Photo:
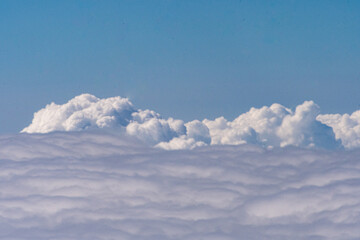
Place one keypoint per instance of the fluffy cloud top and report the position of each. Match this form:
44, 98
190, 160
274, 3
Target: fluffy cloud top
274, 126
105, 185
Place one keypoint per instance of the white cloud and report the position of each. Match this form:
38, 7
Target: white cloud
274, 126
102, 184
346, 127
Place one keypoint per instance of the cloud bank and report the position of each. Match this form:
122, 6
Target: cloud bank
106, 185
273, 126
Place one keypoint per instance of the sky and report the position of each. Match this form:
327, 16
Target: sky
179, 120
185, 59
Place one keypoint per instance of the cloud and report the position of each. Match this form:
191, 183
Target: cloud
100, 184
274, 126
346, 127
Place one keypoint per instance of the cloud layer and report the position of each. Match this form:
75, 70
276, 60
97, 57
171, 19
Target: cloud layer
105, 185
274, 126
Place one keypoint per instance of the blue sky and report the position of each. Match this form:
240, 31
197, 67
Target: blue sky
185, 59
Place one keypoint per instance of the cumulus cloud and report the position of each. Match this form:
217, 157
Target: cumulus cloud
274, 126
101, 184
346, 127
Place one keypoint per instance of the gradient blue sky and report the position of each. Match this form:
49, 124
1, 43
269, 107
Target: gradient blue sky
185, 59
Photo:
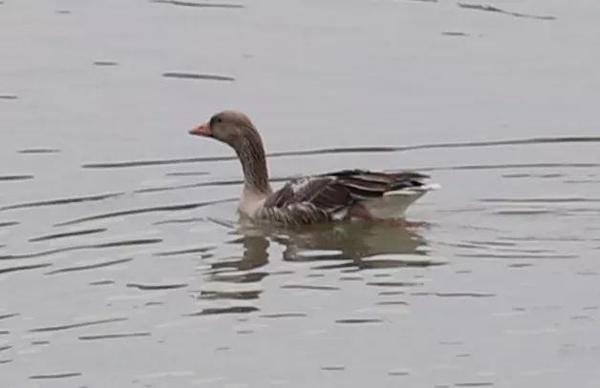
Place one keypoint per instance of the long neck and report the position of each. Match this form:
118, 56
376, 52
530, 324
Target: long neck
252, 156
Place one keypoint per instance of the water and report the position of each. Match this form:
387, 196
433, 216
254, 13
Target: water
122, 262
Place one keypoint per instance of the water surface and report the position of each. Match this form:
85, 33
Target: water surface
122, 261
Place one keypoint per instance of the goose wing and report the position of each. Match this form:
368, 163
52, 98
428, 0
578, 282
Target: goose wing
329, 196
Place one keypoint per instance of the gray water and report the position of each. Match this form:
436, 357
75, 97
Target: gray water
122, 262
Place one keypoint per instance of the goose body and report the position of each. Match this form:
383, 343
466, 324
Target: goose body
340, 195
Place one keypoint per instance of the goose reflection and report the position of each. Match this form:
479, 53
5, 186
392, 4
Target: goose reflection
347, 247
358, 245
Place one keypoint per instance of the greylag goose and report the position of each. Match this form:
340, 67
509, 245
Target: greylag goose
340, 195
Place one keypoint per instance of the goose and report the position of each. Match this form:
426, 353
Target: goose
335, 196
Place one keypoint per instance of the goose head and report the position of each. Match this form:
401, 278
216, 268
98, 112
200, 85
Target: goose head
230, 127
236, 130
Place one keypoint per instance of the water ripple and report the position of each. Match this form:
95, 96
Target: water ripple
76, 325
489, 8
197, 5
354, 150
61, 201
67, 234
155, 209
55, 376
90, 266
111, 244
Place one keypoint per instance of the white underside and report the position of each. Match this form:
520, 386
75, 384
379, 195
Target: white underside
394, 203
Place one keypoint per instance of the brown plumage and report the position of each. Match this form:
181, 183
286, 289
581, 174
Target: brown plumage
333, 196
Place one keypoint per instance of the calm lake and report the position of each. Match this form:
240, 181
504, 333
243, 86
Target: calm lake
122, 259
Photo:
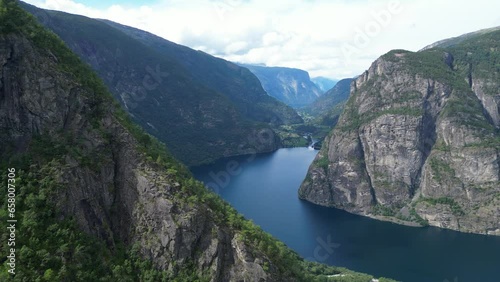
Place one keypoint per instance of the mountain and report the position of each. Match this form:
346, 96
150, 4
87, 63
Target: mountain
327, 108
98, 199
291, 86
323, 83
202, 107
456, 40
419, 140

━━━

**Work order**
Output the records above verbatim. Pictures stay out.

**Written reply**
Photo:
Place one keypoint per instance of the fluffy cloud top and report the position of each. Match this form:
44, 98
190, 160
274, 3
Target: fluffy cloud top
274, 126
105, 185
Place one keypoint per instance of the white cloud and report the position of each. Match this form:
38, 7
Target: white cloud
274, 126
102, 184
346, 127
Place one keypoint per instance of the cloud bank and report the position of each. Match this form:
122, 6
Target: cloud bank
106, 185
273, 126
Place one keypoint per instance of the sky and report the position of each. Match this form:
327, 16
Target: sky
179, 120
185, 59
Place one keypoint per instance of the cloud and report the position of each. Match this form:
191, 183
Target: cloud
100, 184
274, 126
346, 127
Place one keypoint per instance of the cloud layer and report the position of each. Match this form:
75, 70
276, 60
97, 57
171, 19
Target: cloud layer
105, 185
274, 126
Place one keypoint per instance of the blue sky and report the position of each. Match this form:
240, 31
197, 67
Target: blue sky
185, 59
Place one keypoint per instance of the cumulus cloud and report the position of each. Match this form:
217, 157
Target: cumulus cloud
274, 126
101, 184
346, 127
Place one keypoint per instance of the gradient blue sky and report the position of each. Match this form:
49, 124
1, 43
269, 107
Target: gradient blue sky
185, 59
Photo:
Place one keypoint per instance of the long neck and report the position of each. Match this form:
118, 56
376, 52
530, 324
Target: long neck
252, 156
Place one keypoint per instance of the water and report the position of each. Match this form:
387, 196
433, 216
254, 13
Target: water
122, 262
Place one keypoint per instance of the water surface and report the position of each. Match this form:
85, 33
Target: water surface
122, 261
Place one keypoint per instance of the goose wing and report the position of each. Match this form:
368, 163
52, 98
428, 0
578, 282
Target: goose wing
329, 196
Place one keypoint per instance of the gray water and report the position of each. Match this form:
436, 357
75, 97
Target: gray water
122, 262
Place one keypoint per instance of the goose body and report the position of each. Match this form:
383, 343
466, 324
Target: goose body
340, 195
Place one keypoint per instance of the goose reflection and report the position of each. Match this form:
479, 53
5, 186
392, 4
Target: goose reflection
347, 247
358, 245
Place one keypoint per instance of the greylag goose and report the position of each. Match this form:
340, 67
509, 245
Target: greylag goose
340, 195
Place one keypoint per instance of the goose and report the position of each. Match this form:
426, 353
Target: goose
335, 196
Place one keypoint per instance of the goose head and report the position of each. Match this form:
401, 278
216, 268
98, 112
200, 85
Target: goose head
230, 127
236, 130
Place one keypoint per instance of the water ripple and report the position of each. Match this form:
95, 96
Target: water ripple
76, 325
489, 8
197, 5
354, 150
61, 201
67, 234
155, 209
55, 376
90, 266
111, 244
Place one keypoint per instance of the white underside and report the position of each. Match this form:
520, 386
75, 384
379, 195
Target: white underside
394, 203
Place one keypoint per instance of the brown plumage and report the position of each. Match this form:
181, 183
286, 289
581, 174
Target: brown plumage
333, 196
Place one keypoint per instance of the calm lake and report the position of each. Match this form:
240, 181
504, 333
243, 86
Target: calm lake
122, 259
Photo:
Place one keypoint per instance of the mountain and report the position of each. Match this form:
346, 96
150, 4
87, 63
Target: mountain
327, 108
98, 199
291, 86
323, 83
202, 107
456, 40
419, 140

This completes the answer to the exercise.